Short task: Report every line of the rows below that contains the word "metal", copying each such line in full.

____ Supplied records

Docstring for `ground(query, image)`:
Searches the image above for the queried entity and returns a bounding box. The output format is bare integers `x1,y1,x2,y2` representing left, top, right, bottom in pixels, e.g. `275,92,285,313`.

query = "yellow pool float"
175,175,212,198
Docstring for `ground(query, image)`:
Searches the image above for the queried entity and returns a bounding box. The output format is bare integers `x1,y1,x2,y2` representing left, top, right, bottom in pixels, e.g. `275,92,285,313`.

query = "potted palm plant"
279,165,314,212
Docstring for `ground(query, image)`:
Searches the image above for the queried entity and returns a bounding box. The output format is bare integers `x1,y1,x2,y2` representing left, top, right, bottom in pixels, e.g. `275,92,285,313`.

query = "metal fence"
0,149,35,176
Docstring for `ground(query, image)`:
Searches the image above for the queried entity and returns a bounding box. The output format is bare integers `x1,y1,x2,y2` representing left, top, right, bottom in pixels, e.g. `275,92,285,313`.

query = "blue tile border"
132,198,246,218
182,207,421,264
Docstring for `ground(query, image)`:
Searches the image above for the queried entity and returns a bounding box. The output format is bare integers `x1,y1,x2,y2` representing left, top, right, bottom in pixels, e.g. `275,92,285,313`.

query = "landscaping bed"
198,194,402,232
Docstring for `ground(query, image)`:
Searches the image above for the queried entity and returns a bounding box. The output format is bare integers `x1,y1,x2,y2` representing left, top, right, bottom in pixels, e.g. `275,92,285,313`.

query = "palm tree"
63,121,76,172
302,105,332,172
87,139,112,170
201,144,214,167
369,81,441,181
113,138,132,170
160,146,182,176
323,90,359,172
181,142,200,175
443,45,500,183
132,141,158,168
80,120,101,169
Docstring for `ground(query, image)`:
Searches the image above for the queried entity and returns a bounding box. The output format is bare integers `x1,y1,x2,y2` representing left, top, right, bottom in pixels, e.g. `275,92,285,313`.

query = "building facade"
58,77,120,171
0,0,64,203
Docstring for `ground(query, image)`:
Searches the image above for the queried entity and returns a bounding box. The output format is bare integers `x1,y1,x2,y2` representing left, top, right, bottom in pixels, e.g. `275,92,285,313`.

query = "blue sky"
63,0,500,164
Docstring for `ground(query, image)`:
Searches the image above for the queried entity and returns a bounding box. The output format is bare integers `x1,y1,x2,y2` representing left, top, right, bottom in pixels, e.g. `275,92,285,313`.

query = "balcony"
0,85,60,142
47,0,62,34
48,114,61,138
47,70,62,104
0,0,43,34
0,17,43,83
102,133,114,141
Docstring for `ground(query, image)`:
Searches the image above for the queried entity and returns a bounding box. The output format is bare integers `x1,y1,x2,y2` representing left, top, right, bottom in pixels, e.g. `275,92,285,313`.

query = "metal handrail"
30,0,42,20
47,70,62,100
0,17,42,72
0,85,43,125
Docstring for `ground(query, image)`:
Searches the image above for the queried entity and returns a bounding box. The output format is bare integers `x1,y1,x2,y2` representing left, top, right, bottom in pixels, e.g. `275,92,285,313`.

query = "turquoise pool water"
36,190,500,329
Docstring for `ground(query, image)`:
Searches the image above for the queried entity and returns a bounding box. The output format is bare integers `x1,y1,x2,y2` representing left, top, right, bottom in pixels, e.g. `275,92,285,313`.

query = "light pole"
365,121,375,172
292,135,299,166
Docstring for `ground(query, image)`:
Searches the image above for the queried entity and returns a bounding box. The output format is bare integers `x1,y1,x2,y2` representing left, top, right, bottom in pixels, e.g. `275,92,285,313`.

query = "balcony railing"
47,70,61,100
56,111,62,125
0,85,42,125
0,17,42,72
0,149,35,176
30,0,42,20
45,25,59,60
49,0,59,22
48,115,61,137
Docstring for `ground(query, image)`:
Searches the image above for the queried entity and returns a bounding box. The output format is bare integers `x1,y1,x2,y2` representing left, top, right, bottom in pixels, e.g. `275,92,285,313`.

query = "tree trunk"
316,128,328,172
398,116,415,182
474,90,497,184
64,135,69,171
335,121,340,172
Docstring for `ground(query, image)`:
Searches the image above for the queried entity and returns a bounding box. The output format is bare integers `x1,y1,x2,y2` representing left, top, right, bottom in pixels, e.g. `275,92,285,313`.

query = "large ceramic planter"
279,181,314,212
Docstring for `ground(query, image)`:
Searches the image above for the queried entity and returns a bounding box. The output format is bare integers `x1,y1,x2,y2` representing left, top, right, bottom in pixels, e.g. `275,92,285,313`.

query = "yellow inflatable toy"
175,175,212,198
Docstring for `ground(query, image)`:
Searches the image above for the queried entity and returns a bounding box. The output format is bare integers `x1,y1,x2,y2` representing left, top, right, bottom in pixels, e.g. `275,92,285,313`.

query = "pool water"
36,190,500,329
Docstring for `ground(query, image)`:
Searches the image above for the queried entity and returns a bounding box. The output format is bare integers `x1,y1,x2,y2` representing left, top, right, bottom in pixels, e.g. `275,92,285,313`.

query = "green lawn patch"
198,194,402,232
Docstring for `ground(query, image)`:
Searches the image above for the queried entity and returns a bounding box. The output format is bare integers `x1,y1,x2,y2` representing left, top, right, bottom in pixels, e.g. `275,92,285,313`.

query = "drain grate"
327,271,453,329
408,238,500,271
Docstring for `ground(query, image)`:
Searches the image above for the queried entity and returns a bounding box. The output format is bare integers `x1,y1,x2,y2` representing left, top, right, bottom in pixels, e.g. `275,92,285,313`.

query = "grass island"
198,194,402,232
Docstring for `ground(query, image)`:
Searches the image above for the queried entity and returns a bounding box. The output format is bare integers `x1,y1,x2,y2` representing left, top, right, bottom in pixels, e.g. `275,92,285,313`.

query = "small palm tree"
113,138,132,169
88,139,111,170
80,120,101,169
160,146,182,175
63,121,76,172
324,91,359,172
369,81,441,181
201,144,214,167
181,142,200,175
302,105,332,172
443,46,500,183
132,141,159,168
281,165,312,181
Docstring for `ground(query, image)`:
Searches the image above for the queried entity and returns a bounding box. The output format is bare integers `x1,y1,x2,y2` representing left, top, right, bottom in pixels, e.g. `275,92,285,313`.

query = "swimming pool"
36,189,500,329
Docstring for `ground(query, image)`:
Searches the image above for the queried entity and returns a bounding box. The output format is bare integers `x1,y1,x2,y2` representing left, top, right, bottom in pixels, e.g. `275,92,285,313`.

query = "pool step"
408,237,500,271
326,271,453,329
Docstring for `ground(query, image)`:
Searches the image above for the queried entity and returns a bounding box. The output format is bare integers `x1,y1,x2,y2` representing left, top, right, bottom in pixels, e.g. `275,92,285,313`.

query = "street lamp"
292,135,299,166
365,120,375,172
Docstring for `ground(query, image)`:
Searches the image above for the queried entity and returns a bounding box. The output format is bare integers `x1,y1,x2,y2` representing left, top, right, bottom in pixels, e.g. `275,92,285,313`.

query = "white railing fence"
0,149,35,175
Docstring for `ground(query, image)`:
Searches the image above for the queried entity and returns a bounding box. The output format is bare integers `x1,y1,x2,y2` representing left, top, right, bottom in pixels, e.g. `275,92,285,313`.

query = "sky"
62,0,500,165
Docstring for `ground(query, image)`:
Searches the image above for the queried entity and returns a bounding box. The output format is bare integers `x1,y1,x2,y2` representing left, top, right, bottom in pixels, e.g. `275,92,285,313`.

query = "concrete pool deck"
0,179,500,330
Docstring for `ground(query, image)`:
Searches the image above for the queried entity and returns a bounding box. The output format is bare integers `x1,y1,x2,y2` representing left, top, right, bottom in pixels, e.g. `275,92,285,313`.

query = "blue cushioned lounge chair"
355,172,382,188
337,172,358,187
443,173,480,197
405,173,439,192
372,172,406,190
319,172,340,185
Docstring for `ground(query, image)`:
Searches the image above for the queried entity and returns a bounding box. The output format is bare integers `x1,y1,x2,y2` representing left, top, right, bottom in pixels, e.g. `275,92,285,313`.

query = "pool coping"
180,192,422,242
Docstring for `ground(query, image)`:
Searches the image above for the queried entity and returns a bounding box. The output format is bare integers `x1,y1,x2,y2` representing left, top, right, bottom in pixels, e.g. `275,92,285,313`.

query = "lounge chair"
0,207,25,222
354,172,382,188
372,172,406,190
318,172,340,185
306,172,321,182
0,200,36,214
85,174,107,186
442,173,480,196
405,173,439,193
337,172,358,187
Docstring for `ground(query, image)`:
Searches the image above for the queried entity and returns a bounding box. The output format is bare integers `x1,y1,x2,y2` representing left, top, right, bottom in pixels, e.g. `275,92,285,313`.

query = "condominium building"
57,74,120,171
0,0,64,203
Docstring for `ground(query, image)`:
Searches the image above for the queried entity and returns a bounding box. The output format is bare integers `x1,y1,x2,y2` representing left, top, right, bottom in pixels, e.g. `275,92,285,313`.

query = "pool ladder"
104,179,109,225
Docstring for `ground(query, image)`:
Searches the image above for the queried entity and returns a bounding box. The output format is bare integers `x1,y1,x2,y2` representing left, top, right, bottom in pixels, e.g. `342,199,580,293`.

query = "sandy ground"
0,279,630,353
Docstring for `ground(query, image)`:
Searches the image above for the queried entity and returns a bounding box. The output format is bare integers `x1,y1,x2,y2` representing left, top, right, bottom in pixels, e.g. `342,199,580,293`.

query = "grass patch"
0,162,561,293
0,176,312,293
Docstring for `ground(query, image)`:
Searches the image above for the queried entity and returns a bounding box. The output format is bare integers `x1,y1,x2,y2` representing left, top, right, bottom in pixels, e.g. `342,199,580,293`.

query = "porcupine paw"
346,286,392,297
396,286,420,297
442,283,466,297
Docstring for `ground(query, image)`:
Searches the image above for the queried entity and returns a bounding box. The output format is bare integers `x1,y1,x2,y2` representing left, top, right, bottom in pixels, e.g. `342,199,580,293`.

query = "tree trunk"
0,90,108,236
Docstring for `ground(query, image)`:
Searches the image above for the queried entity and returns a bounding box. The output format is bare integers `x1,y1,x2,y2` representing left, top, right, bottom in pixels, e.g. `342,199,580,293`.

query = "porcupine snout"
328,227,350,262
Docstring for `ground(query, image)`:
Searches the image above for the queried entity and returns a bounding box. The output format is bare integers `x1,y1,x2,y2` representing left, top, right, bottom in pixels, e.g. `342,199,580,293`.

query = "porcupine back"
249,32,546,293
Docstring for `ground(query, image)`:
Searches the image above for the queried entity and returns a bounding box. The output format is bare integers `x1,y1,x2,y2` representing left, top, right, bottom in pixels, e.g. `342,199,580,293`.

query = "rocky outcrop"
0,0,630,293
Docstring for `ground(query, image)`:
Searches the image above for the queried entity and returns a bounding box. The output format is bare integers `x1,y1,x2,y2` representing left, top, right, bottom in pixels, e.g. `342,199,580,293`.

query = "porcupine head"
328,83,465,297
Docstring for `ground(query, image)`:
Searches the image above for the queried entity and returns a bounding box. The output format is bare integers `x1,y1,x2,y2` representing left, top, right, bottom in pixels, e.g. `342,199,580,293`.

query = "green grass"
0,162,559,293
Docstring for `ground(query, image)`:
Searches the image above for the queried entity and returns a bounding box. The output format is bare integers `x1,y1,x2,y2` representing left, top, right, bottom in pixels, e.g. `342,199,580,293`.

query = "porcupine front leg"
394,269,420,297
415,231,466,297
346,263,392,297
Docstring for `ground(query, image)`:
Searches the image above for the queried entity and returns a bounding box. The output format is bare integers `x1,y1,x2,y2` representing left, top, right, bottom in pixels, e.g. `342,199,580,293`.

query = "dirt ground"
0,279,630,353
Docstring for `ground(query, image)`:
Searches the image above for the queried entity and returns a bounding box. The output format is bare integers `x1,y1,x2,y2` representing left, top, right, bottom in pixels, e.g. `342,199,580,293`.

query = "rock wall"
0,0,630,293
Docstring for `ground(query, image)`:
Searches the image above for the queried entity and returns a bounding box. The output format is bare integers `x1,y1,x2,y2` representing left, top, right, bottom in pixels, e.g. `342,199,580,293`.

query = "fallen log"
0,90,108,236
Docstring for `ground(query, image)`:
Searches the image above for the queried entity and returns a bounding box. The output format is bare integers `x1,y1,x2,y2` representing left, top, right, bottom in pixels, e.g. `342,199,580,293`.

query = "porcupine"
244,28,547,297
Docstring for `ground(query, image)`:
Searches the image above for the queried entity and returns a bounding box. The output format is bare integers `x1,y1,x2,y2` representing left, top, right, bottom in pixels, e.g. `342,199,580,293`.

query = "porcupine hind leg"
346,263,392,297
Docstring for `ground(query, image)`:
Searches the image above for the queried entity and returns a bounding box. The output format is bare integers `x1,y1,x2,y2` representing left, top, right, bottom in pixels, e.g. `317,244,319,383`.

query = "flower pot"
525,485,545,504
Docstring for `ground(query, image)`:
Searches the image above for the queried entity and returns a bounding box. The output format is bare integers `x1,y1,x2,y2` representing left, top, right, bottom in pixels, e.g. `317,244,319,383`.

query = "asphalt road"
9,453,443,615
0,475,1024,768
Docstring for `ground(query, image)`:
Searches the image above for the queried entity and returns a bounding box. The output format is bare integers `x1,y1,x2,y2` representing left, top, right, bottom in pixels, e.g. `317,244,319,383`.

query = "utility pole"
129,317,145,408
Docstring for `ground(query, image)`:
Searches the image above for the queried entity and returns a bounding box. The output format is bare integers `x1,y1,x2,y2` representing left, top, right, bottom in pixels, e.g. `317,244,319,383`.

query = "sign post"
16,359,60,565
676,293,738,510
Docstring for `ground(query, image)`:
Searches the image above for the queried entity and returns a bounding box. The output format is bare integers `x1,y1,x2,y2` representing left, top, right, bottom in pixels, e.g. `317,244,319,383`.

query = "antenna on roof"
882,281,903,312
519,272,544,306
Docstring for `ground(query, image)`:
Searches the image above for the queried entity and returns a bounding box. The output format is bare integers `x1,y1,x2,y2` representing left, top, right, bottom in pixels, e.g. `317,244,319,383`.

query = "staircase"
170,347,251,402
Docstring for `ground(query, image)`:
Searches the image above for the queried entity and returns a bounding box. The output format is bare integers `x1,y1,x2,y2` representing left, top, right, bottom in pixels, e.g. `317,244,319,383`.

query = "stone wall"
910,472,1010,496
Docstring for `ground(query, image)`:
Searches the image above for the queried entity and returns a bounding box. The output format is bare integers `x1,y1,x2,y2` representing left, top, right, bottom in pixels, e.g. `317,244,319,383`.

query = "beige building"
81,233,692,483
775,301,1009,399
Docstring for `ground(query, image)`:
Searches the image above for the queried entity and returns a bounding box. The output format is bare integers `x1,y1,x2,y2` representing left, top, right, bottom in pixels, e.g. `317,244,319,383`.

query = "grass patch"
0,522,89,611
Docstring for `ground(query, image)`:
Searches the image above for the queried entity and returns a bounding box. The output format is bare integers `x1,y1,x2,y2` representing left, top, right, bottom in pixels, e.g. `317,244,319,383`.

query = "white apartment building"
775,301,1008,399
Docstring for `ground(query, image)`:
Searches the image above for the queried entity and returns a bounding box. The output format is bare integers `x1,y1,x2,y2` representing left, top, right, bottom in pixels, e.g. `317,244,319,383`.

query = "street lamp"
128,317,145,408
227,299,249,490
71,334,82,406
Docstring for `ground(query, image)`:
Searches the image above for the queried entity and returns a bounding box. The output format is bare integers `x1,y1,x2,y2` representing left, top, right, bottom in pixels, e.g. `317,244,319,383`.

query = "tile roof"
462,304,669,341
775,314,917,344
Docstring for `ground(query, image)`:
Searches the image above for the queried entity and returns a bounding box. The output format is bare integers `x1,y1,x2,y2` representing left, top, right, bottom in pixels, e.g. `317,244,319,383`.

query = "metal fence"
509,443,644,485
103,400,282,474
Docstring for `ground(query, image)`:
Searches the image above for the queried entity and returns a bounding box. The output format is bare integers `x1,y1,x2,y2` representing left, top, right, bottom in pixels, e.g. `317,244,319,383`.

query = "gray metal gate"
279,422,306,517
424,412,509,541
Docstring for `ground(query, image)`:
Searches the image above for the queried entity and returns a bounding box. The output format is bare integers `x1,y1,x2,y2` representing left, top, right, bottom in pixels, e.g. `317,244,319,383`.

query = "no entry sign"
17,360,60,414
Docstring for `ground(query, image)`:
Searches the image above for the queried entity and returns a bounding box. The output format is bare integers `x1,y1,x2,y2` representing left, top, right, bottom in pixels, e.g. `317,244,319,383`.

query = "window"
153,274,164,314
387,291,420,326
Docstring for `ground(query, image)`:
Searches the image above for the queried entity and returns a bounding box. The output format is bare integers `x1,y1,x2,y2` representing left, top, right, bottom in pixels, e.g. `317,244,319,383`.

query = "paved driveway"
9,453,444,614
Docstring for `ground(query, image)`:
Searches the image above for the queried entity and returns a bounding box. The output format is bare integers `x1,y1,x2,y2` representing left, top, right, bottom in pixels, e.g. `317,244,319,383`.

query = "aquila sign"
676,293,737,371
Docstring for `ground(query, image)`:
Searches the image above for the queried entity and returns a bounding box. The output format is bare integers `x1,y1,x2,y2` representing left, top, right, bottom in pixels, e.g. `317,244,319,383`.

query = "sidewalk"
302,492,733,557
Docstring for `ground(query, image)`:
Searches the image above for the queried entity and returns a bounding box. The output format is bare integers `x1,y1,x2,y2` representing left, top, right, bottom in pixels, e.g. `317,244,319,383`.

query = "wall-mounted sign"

________

Answer to the exercise:
query = "metal fence"
query = "metal handrail"
query = "metal fence"
query = "gray metal gate"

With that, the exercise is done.